--- start of Exercise input ---
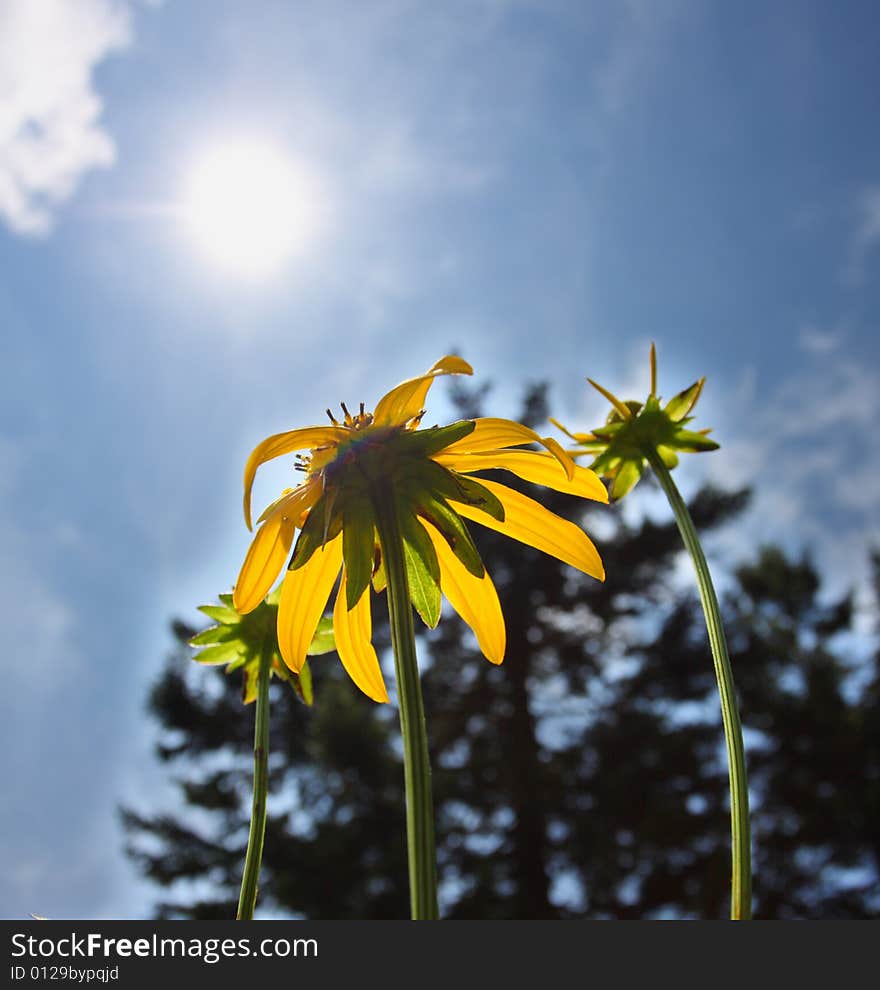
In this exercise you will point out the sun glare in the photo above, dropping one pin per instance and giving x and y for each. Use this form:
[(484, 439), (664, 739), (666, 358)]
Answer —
--- end of Exercise input ---
--- start of Exercise input ---
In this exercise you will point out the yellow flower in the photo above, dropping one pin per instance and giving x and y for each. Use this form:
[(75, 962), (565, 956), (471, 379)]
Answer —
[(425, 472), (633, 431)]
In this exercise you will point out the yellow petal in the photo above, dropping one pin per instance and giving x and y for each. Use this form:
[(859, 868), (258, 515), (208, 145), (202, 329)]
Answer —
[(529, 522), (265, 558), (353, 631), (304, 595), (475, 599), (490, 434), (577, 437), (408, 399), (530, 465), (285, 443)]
--- end of Exercise input ---
Stated exercise | Please copy out only the lines between the one holding "In this exercise you will point out the yellow petal" and the one holding "465), (285, 443)]", inclusive. Raise each coordinate in the answers by 125, and leave every other line and number, including the format sample, unchanged.

Result |
In this exercise you will point out the yellow petal in the photo above, dropping one pin per instance and giving x and y for each. Use this form:
[(859, 868), (258, 515), (208, 145), (202, 329)]
Answer —
[(654, 647), (390, 683), (478, 756), (429, 720), (600, 724), (615, 559), (702, 562), (533, 524), (655, 590), (410, 568)]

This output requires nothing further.